# [Document extract]
□ □ □ □
Wal-Mart's geoGirl line of sheer color cosmetics, with natural ingredients, hits stores this month; the retailer says mothers can buy them for their daughters.

CREDIT: Walmart

Recently Wal-Mart announced a new “eco-friendly” product on their shelves as of Feb. 21: makeup for 8-12 year-old girls. The GeoGirl line is marketed to appeal to the demographic's nascent environmental concerns, containing natural ingredients like white willow bark and green tea—wrapped in recyclable packaging. It's maker Pacific World Corporation's first foray into cosmetics.

While Bonne Bell and Lip Smackers, among other cosmetic brands, have been marketed to young teens for years, Wal-Mart intends GeoGirl to be a more serious, purposeful product than those playful, toy-centered lines of the past. The makeup also contains anti-aging formulas. Product labeling takes a cue from young girls' technology drenched lives, with text messaging-savvy names like QTPi (Cutie Pie) Mineral Blush and iCU (I See You) Liquid2Powder Shadow.

“GeoGirl is about teaching this generation about beauty care in a responsible way,” says Carmen Bauza, Wal-Mart Stores Inc.'s vice president of beauty and personal care. “This line is a great learning experience for us to determine how to communicate with this generation.” Joel Carden, executive vice president of marketing and sales for Pacific World, shares that sentiment: “It's the first door to beauty for the next generation. These are real cosmetics … that will create return purchases and create a true beauty consumer.”
□ □ □ □
# [Tasks to perform]
a: In the GeoGirl article, which company makes the GeoGirl line?
b: Decide whether each statement agrees with the GeoGirl article, answering yes or no and quoting the words that settle it: (i) The GeoGirl makeup includes green tea. (ii) The products contain anti-aging formulas. (iii) Joel Carden works for Wal-Mart.
The data that comes next has no connection to the GeoGirl article.

Dataset entries
□ □ □ □
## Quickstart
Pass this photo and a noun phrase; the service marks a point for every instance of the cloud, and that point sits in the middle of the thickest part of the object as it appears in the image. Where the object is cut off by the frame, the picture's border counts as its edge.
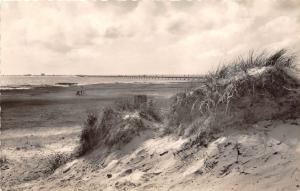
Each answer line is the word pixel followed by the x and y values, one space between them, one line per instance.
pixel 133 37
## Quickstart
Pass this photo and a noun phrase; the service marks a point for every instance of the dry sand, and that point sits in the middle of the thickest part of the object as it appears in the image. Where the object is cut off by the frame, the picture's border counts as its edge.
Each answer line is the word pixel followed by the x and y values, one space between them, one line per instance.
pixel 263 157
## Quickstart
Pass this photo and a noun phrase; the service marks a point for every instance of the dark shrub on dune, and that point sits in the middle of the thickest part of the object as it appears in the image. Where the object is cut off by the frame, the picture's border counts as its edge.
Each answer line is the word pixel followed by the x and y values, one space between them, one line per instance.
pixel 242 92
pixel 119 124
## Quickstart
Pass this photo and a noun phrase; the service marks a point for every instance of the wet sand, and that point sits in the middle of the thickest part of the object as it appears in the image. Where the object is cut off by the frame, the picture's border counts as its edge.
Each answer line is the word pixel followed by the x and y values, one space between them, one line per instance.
□ □ □ □
# [Answers in order]
a: Pacific World Corporation

b:
(i) Yes: "containing natural ingredients like white willow bark and green tea"
(ii) Yes: "The makeup also contains anti-aging formulas."
(iii) No: "executive vice president of marketing and sales for Pacific World"